▸ **DO THIS**
Reproduce every one of the entries below verbatim, preserving each line without alteration.

(Collected data)
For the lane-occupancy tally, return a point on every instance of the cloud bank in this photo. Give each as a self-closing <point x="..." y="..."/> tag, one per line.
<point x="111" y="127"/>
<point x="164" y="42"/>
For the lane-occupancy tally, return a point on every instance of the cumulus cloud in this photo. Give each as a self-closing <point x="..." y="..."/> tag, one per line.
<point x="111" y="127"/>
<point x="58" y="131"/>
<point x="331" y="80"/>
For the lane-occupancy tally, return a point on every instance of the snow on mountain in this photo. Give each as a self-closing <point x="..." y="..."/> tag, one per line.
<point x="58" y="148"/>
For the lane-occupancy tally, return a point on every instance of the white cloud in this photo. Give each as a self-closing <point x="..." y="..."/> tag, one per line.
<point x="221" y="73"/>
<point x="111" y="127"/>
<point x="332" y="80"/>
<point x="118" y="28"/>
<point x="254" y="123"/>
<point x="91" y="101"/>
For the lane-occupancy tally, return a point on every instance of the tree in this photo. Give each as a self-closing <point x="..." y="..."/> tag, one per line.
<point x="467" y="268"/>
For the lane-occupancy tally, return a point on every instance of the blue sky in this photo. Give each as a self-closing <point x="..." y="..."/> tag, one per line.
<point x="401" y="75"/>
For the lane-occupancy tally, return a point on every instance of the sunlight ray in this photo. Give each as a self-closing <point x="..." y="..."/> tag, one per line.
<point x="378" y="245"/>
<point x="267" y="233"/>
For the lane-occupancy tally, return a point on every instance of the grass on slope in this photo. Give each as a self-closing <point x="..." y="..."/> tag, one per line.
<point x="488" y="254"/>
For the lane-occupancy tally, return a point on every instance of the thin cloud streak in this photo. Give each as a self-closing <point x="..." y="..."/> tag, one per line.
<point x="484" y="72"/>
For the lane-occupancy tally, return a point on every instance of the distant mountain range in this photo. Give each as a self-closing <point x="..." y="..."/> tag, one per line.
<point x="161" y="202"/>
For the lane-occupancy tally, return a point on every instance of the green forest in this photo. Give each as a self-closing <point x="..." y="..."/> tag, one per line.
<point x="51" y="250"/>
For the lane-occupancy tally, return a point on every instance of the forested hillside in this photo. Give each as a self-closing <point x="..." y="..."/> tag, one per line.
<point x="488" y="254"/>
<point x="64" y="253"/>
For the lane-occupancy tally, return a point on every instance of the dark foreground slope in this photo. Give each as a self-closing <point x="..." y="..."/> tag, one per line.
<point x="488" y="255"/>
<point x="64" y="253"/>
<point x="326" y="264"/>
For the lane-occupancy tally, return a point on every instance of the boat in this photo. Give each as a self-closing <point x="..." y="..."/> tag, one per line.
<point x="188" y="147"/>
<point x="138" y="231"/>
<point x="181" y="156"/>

▸ **WRITTEN RESPONSE**
For the lane-occupancy tally, return a point on every instance of the cloud bank in this photo. Give each as a self-closing <point x="..." y="..."/> tag, one per line.
<point x="111" y="127"/>
<point x="164" y="42"/>
For the lane-occupancy tally, return a point on every instance of the cumulus cloud in this photo. Give each as a self-closing <point x="..." y="..."/> tag, one per line.
<point x="111" y="127"/>
<point x="58" y="131"/>
<point x="331" y="80"/>
For the lane-occupancy tally, return a point on every instance of the snow on mountain in this photo. Give each as a self-closing <point x="..." y="..."/> tag, one per line.
<point x="58" y="148"/>
For the lane-occupancy tally, return a point on every instance of the white cloud in this photo. Give each as a self-closing <point x="..." y="..."/> tag, one per line.
<point x="221" y="73"/>
<point x="111" y="127"/>
<point x="332" y="80"/>
<point x="118" y="28"/>
<point x="254" y="123"/>
<point x="91" y="101"/>
For the lane-occupancy tally, return a point on every instance of the tree in this photo. Give each as a self-closing <point x="..." y="..."/> tag, one per line.
<point x="467" y="268"/>
For the lane-occupancy tally, return a point on every instance of the blue sky in this photo. Give each as a self-closing <point x="..." y="..."/> tag, one per line.
<point x="401" y="75"/>
For the lane-occupancy tally, return a point on every instance of the sunlight ray in this photo. Give each as a self-closing <point x="..." y="..."/> tag, one per line.
<point x="378" y="245"/>
<point x="267" y="233"/>
For the lane-occupancy tally, return a point on every instance of the grass on slope in this photo. Give each as a self-closing <point x="..." y="..."/> tag, one per line.
<point x="488" y="254"/>
For the lane-occupancy tally, return a point on every instance of the thin cloud streak in this photo. Give each as a self-closing <point x="..." y="..."/> tag, one per line.
<point x="484" y="72"/>
For the lane-occupancy tally, return a point on every instance of the distant mountain range in this photo. Give each as a self-closing <point x="..." y="..."/> tag, one per line.
<point x="161" y="202"/>
For the lane-occupancy tally, return a point on every instance of the green forest in this photo. Give each as a self-closing <point x="..." y="..."/> tag, one per line.
<point x="51" y="250"/>
For the lane-occupancy tally, return a point on every instance of the forested hillside in this photo. Give each as a self-closing <point x="..." y="..."/> tag, one per line.
<point x="488" y="254"/>
<point x="64" y="253"/>
For the lane-occupancy tally, return a point on every instance of the dark foreground slope in this photo. Give each as a self-closing <point x="..." y="..."/> tag, one per line.
<point x="488" y="255"/>
<point x="64" y="253"/>
<point x="326" y="264"/>
For the lane-occupancy tally, return a point on every instance of the boat in this photo. Give each as a self-closing <point x="..." y="..."/> tag, one per line.
<point x="188" y="147"/>
<point x="138" y="231"/>
<point x="181" y="156"/>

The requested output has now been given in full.